» **PROBLEM DETAILS**: Pick up the biographical entry on physicist Anthony Schuyler Arrott after its last sentence and continue writing it.

» **DOCUMENT SECTION**:
- Born: April 1, 1928 Pittsburgh, Pennsylvania, U.S.
- Died: February 29, 2024 (aged 95) Burnaby, British Columbia, Canada
- Education: Carnegie Institute of Technology
- Known for: Arrott plot
- Spouse: Patricia Graham (m. 1953–2016; her death)
- Scientific career
- Fields: Physics
- Workplaces: Simon Fraser University
- Doctoral advisor: Jacob E. Goldman

= Anthony Schuyler Arrott =

Canadian physicist (1928–2024)

Anthony Schuyler Arrott (April 1, 1928 – February 29, 2024) was an American-born Canadian physicist, and a professor at Carnegie Institute of Technology and Simon Fraser University. He was a specialist in condensed matter physics, the physics of magnetism, and liquid crystals. He was the author of over 200 scientific papers. Arrott is the subject of the 2020 documentary Portrait, directed by Lily Ekimian and A.T. Ragheb.

» **DATASET RECORDS**:
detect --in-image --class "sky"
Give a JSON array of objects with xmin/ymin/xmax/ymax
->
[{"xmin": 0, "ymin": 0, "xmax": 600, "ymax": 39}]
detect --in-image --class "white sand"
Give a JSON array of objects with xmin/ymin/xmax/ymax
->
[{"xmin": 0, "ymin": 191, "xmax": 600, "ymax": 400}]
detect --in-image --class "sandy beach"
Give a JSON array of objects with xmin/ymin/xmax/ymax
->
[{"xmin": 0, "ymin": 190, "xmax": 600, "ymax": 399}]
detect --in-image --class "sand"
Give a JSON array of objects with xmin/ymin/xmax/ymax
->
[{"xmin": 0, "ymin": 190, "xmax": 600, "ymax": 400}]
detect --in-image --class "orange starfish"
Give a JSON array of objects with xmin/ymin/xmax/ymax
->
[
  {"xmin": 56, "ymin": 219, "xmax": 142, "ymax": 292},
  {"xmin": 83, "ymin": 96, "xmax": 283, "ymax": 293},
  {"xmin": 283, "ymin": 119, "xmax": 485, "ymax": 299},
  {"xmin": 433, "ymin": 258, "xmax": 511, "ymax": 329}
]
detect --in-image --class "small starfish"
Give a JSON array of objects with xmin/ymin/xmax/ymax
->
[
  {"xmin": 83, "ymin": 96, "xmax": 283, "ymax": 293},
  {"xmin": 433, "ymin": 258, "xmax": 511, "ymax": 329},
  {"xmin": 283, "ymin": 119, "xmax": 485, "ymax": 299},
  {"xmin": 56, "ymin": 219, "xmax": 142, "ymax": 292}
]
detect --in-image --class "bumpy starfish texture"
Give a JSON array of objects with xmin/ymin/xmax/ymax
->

» **OUTPUT FOR THIS EXERCISE**:
==Early work==
Arrott wrote his PhD thesis at the Carnegie Institute of Technology on the magnetic properties of Nickel alloys.

After working at Carnegie Tech from 1953 to 1956, he joined the physics department of the Ford Scientific Laboratory in Dearborn, Michigan, where he studied the magnetic properties of iron alloys.

==Research area==
In 1957, he suggested a straightforward criterion for ferromagnetism from observations of magnetic isotherms.
This method was called Arrott plots.
In collaboration with Murray J. Press, he gave a description of surface singularities in liquid-crystal droplets.
A lot of works are devoted to the properties of ferromagnetic samples (for example the so-called Arrott's cylinder) with micrometer and sub-micrometer sizes. Commissioned in 1978, Arrott designed the Thermal Neutron Facility at the TRIUMF cyclotron.

==Death==
Arrott died in Burnaby, British Columbia, Canada on February 29, 2024, at the age of 95. He was preceded in death by his wife Patricia in 2016, she was a notable visual artist.

Arrott and his wife's artwork were subject of a documentary film, Portrait (2020) directed by Ahmed T. Ragheb, and Lily Ekimian Ragheb of Studio Ragheb.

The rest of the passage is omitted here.